Reproduce word for word everything from the first of the lines below down to the line containing "positive clicks: (43, 103)", including that line.

■ **DATASET ENTRIES**
──────────
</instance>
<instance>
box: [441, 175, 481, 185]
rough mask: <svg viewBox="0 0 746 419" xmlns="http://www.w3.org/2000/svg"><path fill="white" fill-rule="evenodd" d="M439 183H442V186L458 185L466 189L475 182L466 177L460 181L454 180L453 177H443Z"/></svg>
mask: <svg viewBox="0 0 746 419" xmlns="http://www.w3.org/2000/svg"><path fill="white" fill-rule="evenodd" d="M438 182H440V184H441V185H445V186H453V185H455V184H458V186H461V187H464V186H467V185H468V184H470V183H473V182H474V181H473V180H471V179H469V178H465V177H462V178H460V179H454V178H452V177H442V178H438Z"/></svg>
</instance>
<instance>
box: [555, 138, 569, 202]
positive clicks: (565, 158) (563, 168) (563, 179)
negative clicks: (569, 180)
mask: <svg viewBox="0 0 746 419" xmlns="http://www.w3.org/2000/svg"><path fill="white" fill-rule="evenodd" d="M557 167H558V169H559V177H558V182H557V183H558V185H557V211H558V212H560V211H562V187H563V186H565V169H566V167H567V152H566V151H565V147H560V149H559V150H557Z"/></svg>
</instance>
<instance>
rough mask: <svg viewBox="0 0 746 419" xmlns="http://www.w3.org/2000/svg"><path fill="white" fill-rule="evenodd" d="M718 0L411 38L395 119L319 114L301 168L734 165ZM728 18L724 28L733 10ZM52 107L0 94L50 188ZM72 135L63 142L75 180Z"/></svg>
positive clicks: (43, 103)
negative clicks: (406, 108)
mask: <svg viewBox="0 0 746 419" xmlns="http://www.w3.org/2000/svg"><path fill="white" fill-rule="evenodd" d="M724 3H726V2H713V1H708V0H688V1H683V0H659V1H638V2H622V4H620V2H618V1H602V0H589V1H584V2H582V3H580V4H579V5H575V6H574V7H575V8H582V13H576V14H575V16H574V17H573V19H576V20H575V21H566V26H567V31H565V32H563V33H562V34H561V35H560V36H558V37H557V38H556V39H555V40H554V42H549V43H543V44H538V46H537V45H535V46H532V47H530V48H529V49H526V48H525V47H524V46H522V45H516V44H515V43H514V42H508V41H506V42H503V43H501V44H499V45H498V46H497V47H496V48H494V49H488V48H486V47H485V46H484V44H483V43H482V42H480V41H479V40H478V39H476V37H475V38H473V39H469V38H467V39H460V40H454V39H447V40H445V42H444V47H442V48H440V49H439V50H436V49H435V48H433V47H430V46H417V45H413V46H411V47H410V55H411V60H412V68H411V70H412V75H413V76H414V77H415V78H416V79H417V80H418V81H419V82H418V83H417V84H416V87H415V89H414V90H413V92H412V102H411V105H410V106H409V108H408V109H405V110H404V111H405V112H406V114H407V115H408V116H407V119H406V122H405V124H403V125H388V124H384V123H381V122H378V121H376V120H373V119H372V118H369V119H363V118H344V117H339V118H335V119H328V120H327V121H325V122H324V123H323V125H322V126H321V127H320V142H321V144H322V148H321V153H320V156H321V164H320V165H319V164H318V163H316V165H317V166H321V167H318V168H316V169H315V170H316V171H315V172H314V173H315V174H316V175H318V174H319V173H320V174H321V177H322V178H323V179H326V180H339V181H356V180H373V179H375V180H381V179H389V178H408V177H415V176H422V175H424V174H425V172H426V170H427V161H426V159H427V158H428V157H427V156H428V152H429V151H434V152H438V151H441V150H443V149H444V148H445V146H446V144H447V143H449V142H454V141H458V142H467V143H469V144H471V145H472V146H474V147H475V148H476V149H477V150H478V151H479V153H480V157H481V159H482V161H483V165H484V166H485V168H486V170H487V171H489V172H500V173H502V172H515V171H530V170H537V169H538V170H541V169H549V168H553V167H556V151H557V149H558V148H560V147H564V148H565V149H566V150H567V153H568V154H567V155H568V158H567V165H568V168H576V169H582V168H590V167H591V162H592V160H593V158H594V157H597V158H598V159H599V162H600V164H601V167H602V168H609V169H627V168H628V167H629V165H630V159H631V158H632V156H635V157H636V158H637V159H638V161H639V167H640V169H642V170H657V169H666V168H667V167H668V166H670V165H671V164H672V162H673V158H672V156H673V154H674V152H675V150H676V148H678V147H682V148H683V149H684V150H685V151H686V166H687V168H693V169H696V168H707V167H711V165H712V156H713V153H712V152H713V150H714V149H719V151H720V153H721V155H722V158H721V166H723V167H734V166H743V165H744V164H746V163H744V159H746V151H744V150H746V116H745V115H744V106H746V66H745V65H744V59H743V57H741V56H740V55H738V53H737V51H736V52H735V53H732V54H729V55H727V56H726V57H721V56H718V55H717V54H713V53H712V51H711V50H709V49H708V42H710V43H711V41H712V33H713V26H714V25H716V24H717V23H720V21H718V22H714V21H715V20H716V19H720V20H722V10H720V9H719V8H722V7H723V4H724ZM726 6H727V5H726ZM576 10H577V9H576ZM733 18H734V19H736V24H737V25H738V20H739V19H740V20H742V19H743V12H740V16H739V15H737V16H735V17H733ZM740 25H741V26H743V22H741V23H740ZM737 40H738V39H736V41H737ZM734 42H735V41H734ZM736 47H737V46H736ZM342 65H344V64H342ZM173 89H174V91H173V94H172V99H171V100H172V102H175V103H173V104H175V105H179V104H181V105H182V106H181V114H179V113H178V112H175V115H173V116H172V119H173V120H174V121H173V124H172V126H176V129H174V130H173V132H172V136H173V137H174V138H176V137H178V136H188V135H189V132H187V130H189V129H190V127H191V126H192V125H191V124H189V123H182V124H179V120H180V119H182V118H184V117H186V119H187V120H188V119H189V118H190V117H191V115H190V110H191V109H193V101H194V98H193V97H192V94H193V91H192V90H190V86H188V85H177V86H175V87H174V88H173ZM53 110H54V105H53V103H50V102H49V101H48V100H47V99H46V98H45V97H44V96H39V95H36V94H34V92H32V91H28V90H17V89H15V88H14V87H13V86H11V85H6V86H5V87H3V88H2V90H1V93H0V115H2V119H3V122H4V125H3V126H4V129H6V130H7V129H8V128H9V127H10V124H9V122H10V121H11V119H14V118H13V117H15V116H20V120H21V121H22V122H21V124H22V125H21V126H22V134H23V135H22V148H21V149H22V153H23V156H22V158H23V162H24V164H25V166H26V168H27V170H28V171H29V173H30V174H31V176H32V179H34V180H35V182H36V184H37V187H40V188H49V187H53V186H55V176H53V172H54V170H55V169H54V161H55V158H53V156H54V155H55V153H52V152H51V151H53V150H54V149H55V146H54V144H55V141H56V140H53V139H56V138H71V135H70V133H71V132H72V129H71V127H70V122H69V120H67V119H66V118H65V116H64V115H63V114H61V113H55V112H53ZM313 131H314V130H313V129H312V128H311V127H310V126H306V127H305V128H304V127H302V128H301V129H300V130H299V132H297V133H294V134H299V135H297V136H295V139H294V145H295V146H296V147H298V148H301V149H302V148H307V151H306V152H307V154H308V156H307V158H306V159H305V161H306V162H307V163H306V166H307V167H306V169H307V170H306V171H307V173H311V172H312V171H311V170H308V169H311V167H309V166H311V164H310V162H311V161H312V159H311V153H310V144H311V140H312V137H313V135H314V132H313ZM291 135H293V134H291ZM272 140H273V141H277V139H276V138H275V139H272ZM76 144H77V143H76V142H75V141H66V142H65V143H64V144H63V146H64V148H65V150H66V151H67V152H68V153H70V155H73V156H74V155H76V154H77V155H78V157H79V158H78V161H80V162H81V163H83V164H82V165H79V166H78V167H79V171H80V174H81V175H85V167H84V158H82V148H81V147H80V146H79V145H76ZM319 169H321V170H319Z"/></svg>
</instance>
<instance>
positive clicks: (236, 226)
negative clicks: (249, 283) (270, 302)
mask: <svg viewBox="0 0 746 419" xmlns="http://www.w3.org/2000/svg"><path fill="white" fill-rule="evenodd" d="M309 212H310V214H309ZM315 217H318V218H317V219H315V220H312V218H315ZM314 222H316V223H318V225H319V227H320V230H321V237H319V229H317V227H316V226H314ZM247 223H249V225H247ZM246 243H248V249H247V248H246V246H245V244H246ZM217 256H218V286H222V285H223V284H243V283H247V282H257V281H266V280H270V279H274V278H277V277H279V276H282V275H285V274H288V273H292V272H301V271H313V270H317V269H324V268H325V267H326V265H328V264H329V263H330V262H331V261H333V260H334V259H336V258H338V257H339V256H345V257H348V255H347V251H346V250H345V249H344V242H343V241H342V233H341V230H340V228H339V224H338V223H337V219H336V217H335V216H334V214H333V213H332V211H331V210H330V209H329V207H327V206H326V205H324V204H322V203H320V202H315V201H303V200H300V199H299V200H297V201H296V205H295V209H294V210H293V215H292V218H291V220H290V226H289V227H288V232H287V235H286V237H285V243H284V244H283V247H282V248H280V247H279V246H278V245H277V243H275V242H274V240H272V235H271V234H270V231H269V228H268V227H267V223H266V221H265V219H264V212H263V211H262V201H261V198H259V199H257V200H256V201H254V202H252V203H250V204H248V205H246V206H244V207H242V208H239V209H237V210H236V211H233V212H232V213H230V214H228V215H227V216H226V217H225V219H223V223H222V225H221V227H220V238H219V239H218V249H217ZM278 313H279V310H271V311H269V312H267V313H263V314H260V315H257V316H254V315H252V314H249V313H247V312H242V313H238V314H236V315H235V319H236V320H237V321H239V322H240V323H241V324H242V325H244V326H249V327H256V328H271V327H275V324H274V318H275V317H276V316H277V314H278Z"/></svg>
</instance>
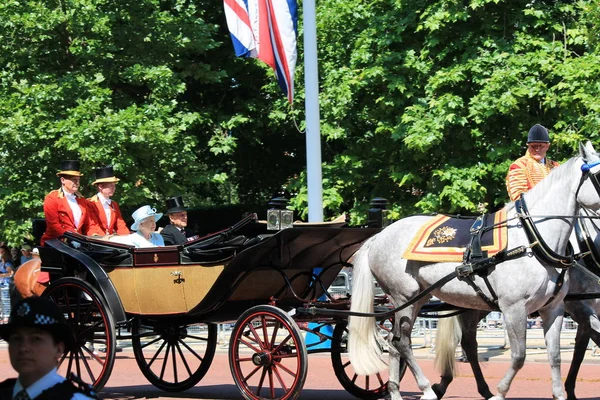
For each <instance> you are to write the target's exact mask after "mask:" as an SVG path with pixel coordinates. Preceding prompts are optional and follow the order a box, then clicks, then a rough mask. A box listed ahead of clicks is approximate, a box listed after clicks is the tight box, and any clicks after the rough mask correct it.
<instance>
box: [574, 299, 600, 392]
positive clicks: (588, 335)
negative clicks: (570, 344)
──────────
■ **ANSWER BOX**
</instance>
<instance>
box: [441, 175, 481, 185]
rough mask: <svg viewBox="0 0 746 419" xmlns="http://www.w3.org/2000/svg"><path fill="white" fill-rule="evenodd" d="M439 183H442V186L458 185L466 189L475 182L466 177L460 181L454 180L453 177H443Z"/></svg>
mask: <svg viewBox="0 0 746 419" xmlns="http://www.w3.org/2000/svg"><path fill="white" fill-rule="evenodd" d="M438 182H440V184H441V185H445V186H453V185H455V184H458V186H461V187H464V186H467V185H468V184H470V183H473V182H474V181H473V180H471V179H469V178H465V177H462V178H460V179H454V178H452V177H442V178H438Z"/></svg>
</instance>
<instance>
box: [555, 138, 569, 202]
positive clicks: (565, 158) (563, 168) (563, 179)
negative clicks: (569, 180)
mask: <svg viewBox="0 0 746 419" xmlns="http://www.w3.org/2000/svg"><path fill="white" fill-rule="evenodd" d="M557 167H558V169H559V177H558V182H557V183H558V185H557V211H558V212H560V211H562V187H563V186H565V169H566V167H567V152H566V151H565V147H560V149H559V150H557Z"/></svg>
</instance>
<instance>
rough mask: <svg viewBox="0 0 746 419" xmlns="http://www.w3.org/2000/svg"><path fill="white" fill-rule="evenodd" d="M718 0L411 38L395 119L319 114L301 168L734 165ZM728 18L724 28L733 10ZM52 107L0 94L50 188ZM72 135L63 142L75 180Z"/></svg>
positive clicks: (43, 103)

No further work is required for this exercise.